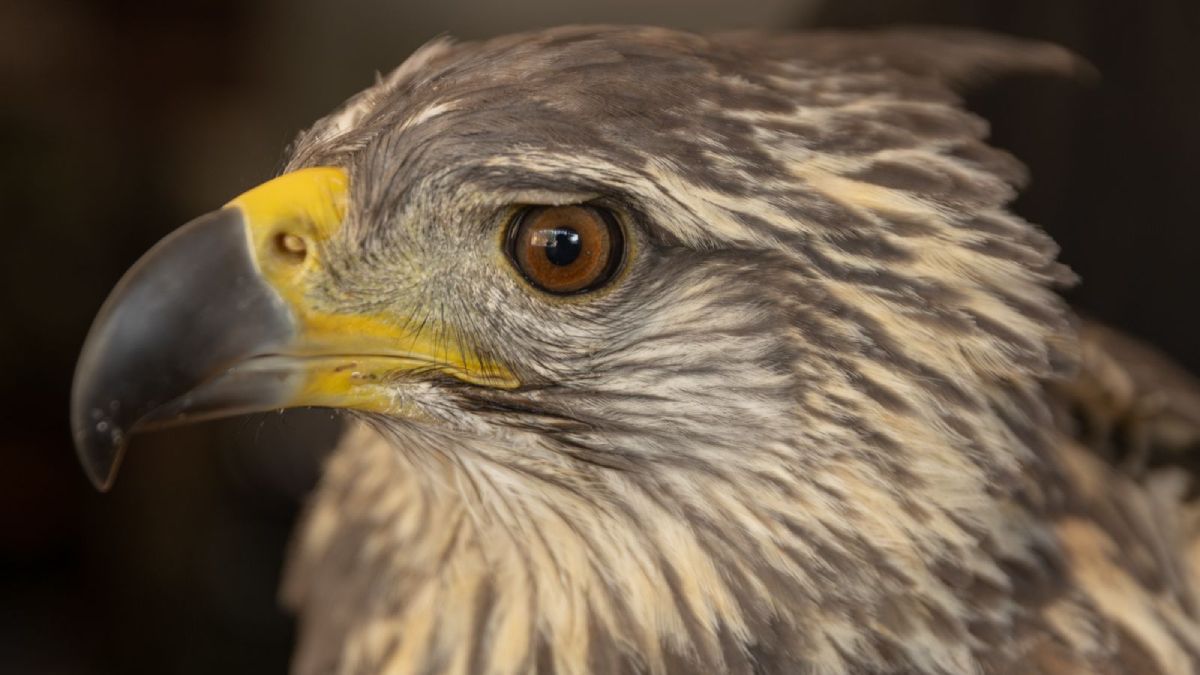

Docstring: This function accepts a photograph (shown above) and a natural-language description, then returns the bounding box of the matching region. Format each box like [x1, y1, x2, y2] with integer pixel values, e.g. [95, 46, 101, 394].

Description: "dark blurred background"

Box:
[0, 0, 1200, 674]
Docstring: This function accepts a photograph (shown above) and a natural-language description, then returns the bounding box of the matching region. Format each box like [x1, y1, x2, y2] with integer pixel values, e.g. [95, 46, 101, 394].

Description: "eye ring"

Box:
[506, 204, 625, 295]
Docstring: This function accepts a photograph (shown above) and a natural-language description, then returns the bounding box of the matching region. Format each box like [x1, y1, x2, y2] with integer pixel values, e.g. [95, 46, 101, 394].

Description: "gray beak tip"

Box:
[71, 209, 294, 492]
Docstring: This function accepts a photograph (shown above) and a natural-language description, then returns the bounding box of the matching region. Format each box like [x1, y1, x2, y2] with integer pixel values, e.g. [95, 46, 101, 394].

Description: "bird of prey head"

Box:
[72, 28, 1200, 674]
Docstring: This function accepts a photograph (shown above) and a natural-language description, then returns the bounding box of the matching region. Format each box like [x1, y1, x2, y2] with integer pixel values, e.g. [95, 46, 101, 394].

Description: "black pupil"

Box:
[546, 227, 583, 267]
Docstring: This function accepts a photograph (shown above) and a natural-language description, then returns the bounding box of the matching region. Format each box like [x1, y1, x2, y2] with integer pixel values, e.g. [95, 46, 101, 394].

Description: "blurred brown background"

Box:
[0, 0, 1200, 674]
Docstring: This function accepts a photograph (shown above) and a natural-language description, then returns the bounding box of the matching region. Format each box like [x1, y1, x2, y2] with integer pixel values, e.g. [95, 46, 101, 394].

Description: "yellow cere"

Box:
[229, 167, 520, 412]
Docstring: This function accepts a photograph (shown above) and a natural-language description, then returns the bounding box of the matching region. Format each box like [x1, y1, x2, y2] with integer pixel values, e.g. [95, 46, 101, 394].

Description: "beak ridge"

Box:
[71, 207, 296, 491]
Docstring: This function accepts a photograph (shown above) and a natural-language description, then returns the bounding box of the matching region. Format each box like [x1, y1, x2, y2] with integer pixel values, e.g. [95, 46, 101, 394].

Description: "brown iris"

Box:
[509, 201, 624, 295]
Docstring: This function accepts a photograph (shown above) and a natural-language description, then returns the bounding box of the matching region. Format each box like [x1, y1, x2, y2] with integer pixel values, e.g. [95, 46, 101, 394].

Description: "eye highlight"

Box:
[508, 205, 625, 295]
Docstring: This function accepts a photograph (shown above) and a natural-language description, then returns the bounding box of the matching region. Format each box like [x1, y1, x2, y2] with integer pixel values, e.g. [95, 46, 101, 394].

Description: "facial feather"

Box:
[278, 28, 1200, 673]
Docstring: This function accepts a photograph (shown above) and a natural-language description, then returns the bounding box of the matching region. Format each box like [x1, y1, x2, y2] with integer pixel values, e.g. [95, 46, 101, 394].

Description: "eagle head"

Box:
[72, 26, 1099, 673]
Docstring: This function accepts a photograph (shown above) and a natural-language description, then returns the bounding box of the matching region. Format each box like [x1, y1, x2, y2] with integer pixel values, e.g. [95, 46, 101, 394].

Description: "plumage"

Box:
[72, 26, 1200, 675]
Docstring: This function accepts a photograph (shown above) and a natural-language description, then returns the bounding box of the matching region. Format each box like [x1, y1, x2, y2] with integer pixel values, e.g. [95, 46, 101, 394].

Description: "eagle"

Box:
[71, 26, 1200, 675]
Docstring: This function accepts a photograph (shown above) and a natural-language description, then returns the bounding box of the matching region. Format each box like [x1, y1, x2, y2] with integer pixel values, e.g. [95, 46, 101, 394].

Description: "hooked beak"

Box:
[71, 167, 517, 490]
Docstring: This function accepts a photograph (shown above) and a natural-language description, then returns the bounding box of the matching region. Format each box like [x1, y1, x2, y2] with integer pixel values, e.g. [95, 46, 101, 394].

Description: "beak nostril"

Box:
[275, 232, 308, 263]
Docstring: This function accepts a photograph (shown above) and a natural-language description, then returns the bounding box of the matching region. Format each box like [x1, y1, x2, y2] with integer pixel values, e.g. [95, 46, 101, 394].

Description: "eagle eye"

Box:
[508, 205, 625, 295]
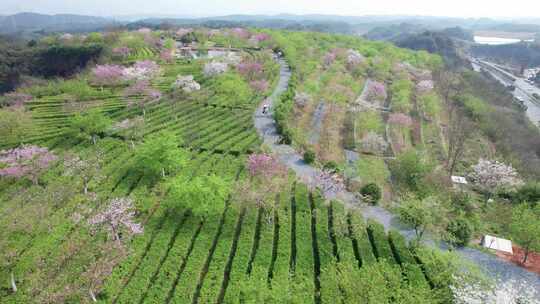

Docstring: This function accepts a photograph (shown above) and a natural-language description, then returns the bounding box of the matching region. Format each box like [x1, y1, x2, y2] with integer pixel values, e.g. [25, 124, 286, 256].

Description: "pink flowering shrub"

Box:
[309, 170, 345, 199]
[88, 197, 143, 242]
[323, 52, 337, 67]
[92, 64, 124, 86]
[346, 49, 366, 70]
[137, 27, 152, 34]
[176, 28, 193, 38]
[367, 81, 387, 101]
[249, 79, 270, 93]
[416, 80, 435, 93]
[0, 145, 57, 185]
[253, 33, 270, 42]
[234, 154, 287, 211]
[469, 158, 522, 193]
[159, 50, 174, 63]
[388, 113, 412, 127]
[112, 46, 131, 58]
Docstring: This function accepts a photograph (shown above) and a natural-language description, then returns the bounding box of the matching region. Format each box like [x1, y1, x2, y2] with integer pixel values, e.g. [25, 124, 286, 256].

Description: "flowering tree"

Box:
[60, 33, 73, 41]
[323, 52, 337, 67]
[88, 197, 143, 243]
[112, 46, 131, 58]
[124, 80, 162, 117]
[346, 49, 366, 70]
[0, 92, 33, 107]
[249, 79, 270, 94]
[172, 75, 201, 93]
[92, 64, 124, 88]
[64, 151, 103, 195]
[159, 50, 174, 63]
[361, 132, 388, 155]
[137, 27, 152, 34]
[366, 81, 386, 101]
[203, 61, 228, 77]
[388, 113, 412, 127]
[236, 61, 263, 81]
[469, 158, 522, 197]
[235, 154, 287, 214]
[252, 33, 270, 42]
[0, 145, 57, 185]
[510, 203, 540, 264]
[176, 28, 193, 38]
[416, 80, 435, 93]
[309, 170, 345, 199]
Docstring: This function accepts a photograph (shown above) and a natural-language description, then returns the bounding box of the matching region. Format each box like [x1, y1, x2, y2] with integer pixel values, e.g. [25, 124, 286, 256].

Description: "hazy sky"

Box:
[0, 0, 540, 17]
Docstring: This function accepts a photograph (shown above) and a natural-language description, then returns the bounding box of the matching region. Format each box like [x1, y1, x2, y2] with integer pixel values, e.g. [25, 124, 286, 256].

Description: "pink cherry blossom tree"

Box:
[469, 158, 523, 198]
[416, 80, 435, 94]
[0, 145, 57, 185]
[249, 79, 270, 94]
[112, 46, 131, 58]
[308, 170, 345, 199]
[159, 50, 174, 63]
[234, 154, 287, 214]
[346, 49, 366, 70]
[367, 81, 387, 101]
[88, 197, 143, 243]
[361, 132, 388, 155]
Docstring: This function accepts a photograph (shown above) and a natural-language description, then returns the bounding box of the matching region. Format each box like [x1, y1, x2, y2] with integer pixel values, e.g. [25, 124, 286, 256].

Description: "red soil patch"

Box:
[496, 245, 540, 274]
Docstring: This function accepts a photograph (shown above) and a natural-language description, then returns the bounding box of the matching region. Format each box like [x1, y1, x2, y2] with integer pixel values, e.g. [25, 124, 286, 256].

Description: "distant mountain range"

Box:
[0, 13, 115, 33]
[0, 13, 540, 38]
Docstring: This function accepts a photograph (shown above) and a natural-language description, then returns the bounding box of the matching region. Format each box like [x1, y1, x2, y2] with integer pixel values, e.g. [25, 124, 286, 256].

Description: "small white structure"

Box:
[482, 234, 513, 254]
[450, 175, 467, 185]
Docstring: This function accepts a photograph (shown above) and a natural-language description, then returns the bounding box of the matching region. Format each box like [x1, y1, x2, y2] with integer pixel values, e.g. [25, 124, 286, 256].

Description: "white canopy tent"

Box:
[482, 235, 513, 254]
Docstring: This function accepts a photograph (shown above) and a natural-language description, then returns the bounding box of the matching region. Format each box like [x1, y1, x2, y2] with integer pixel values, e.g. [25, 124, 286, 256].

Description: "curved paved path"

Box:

------

To do
Copy the entries word for word, starting at the beginning of the first entry and ending at the line that contains "[229, 167, 520, 412]", with both of those lines included. Leave the pictures out of your copy.

Written reply
Docstring: This function accepts a photograph (shown above) and a natural-language description, then returns the bounding box of the matching region. Format each box like [x1, y1, x2, y2] with integer pixel values, e.g. [95, 46, 101, 394].

Description: "dark blurred background"

Box:
[0, 0, 1200, 674]
Docstring: This function accepts a photograph (shown above) and a natural-language description, then returns the bounding box of the matching region. Format each box like [x1, y1, x2, y2] with integer pixel values, e.g. [95, 46, 101, 394].

Description: "eye ring"

Box:
[506, 204, 625, 295]
Docstring: This function accepts a photograph (shown above) and a natural-language description, then returns the bounding box of the matching region. Format each box like [x1, y1, x2, y2] with integer pixel values, e.g. [95, 46, 101, 394].

Description: "gray beak tip"

Box:
[71, 209, 294, 492]
Docstring: This function accepts a photograph (shown above) and a natural-language description, then returns the bounding box of the matching region. Format each box like [x1, y1, x2, y2] with integer pixel values, e.g. [95, 46, 101, 394].

Description: "bird of prey head"

Box:
[72, 28, 1200, 674]
Docstring: This function accepts a photograph (shown above) and a natural-language description, then returns the bounding box of the matching region. Format each box like [x1, y1, x2, y2] with integer pixel values, e.g. [95, 46, 101, 394].

Description: "black pupil"

Box:
[546, 227, 583, 267]
Docstring: This function accepts a photograph (shown above) and a natural-language description, then returns the bounding box of the matching region. Format each box like [x1, y1, x2, y2] with integer pixel values, e.g. [95, 46, 101, 394].

Description: "blurred brown background"

Box:
[0, 0, 1200, 674]
Docstring: This function accepts a photograph (shown above) and a natural-language description, then returns the bounding box of the matching region. Format each box like [x1, y1, x2, y2] with integer pixel values, e.g. [95, 46, 101, 394].

Description: "yellow cere"

Box:
[229, 167, 520, 412]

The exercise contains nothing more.